■ WORK ITEM:
When a line in the records includes the string "palm", it goes into the tally; report that tally alone.

■ DATA PROVIDED:
+--

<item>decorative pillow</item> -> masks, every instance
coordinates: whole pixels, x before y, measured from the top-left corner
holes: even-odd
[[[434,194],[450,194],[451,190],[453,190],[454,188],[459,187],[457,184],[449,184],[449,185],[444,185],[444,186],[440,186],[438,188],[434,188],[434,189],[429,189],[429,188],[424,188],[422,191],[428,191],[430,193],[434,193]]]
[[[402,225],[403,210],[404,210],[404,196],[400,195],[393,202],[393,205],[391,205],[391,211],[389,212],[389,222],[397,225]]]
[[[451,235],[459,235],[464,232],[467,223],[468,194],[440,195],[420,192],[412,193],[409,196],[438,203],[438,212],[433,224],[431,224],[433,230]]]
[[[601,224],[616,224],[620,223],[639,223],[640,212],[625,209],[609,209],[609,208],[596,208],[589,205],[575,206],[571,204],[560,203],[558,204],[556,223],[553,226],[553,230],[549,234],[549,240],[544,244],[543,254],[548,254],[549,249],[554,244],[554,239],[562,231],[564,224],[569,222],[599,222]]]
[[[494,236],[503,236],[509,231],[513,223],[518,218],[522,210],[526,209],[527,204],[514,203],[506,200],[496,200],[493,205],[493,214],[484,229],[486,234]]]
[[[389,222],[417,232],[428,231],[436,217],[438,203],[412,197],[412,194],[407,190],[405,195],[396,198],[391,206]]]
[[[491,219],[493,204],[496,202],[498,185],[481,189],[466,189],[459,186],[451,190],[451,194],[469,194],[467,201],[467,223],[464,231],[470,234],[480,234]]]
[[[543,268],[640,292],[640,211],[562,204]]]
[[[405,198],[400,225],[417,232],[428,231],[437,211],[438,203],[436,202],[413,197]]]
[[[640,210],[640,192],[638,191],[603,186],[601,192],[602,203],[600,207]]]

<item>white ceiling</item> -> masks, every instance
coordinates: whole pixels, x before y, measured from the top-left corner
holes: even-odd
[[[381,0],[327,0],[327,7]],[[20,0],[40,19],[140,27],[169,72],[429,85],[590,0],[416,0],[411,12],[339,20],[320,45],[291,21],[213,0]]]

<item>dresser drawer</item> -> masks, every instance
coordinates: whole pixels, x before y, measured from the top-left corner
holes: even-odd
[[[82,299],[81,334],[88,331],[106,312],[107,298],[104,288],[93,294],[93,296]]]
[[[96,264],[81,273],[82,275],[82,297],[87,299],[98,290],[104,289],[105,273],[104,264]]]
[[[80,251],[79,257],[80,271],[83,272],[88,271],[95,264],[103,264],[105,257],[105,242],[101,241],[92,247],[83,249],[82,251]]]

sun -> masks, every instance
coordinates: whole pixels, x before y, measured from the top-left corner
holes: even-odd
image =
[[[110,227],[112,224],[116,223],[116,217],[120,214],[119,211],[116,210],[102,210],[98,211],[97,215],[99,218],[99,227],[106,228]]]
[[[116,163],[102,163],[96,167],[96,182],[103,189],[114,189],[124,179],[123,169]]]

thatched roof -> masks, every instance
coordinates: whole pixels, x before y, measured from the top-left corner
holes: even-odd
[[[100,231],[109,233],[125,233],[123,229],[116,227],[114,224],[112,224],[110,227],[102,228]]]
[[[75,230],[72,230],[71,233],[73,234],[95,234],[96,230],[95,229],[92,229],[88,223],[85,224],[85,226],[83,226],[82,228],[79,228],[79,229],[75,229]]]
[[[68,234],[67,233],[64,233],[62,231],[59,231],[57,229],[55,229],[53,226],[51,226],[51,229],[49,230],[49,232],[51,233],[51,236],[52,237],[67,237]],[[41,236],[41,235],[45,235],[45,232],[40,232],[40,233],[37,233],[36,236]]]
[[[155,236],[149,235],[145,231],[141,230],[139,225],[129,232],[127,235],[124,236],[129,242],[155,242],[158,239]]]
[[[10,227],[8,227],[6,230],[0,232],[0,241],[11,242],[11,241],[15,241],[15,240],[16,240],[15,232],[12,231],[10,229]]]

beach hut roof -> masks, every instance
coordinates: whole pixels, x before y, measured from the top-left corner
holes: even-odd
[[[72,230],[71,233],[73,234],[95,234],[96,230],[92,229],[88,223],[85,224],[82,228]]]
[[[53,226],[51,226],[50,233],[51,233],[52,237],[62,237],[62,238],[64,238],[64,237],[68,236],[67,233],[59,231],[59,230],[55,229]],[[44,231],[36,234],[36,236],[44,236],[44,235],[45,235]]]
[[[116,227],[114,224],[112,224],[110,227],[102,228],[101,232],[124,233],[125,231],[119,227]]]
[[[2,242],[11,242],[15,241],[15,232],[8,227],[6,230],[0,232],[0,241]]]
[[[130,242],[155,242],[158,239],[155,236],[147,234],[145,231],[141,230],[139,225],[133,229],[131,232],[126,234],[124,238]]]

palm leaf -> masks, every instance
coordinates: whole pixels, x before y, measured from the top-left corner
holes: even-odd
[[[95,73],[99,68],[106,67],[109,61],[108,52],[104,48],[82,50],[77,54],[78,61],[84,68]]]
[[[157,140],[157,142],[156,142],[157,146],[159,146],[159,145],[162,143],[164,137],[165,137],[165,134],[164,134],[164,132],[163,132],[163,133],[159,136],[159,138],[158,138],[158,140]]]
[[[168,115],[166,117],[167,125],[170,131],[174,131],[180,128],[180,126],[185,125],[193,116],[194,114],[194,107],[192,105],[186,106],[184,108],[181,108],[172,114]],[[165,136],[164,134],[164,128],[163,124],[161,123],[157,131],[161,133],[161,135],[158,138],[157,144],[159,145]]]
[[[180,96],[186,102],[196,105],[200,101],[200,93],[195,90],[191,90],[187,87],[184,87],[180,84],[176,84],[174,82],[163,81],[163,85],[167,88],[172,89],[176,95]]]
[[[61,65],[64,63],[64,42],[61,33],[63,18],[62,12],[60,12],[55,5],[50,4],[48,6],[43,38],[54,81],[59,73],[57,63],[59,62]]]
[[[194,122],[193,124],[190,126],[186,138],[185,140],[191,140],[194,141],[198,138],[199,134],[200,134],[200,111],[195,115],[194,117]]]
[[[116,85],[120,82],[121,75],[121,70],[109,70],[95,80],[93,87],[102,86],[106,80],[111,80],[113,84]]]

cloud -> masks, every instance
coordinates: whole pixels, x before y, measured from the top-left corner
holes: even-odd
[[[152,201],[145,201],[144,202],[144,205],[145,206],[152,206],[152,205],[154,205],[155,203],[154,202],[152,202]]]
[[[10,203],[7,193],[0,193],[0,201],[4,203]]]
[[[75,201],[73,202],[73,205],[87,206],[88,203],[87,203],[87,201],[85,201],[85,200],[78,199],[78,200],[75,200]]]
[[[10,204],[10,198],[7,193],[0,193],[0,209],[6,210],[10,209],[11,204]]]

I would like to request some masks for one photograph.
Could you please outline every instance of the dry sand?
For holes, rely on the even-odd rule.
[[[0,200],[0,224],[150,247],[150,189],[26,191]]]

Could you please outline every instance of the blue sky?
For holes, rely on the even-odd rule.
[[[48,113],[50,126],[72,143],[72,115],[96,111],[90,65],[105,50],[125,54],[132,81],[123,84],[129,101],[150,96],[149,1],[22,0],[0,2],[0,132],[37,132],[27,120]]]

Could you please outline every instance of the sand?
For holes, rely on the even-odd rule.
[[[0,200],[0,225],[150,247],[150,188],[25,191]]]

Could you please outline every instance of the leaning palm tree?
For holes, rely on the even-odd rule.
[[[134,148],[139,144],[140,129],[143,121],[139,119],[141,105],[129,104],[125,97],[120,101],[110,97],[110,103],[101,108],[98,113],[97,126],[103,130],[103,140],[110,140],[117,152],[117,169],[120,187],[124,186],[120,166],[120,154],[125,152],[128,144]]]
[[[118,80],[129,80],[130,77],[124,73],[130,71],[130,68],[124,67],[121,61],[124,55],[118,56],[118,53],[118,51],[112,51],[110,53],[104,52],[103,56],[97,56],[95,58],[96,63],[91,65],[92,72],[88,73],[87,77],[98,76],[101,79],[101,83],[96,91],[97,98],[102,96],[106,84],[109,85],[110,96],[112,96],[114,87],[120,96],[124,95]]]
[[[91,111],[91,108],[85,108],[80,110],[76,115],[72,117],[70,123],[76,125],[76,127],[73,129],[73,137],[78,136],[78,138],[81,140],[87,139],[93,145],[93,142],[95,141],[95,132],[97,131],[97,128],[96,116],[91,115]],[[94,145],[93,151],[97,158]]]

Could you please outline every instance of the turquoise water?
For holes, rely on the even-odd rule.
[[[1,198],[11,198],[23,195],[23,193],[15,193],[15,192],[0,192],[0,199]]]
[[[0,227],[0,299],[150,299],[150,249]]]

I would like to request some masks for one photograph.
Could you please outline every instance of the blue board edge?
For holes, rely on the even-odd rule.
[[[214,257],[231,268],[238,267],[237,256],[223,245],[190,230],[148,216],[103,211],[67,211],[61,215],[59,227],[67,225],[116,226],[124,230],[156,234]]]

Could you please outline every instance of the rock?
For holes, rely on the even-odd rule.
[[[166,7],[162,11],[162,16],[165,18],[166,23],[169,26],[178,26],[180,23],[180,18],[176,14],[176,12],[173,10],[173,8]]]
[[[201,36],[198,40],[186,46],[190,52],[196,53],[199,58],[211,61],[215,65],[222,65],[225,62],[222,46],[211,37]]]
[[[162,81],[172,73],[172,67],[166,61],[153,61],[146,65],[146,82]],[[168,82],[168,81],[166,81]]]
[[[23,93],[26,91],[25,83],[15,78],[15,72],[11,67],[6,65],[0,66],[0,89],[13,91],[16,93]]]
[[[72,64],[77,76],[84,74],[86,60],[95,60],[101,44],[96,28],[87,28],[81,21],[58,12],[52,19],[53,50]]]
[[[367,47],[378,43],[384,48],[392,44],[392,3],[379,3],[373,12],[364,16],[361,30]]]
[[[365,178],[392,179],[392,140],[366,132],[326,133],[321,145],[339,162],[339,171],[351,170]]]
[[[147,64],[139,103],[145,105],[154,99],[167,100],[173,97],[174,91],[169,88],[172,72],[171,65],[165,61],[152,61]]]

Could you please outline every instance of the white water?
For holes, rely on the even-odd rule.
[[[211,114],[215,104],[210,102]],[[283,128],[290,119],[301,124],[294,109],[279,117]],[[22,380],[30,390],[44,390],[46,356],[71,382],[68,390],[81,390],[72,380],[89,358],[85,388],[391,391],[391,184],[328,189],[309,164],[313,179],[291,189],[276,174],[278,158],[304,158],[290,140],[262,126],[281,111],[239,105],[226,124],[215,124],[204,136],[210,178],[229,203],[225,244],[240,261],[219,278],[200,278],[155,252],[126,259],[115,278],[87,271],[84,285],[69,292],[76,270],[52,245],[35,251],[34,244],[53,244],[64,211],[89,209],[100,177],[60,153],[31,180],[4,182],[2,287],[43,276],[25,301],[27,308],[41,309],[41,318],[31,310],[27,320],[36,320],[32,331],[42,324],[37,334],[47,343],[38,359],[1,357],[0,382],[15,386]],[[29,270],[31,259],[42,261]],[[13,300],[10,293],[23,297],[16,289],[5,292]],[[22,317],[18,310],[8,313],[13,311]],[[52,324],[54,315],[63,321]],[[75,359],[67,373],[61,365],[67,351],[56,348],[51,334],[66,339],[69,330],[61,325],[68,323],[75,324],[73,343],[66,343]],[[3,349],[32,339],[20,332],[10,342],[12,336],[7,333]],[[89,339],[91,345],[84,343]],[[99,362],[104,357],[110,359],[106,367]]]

+--

■ RESULT OF THE EXERCISE:
2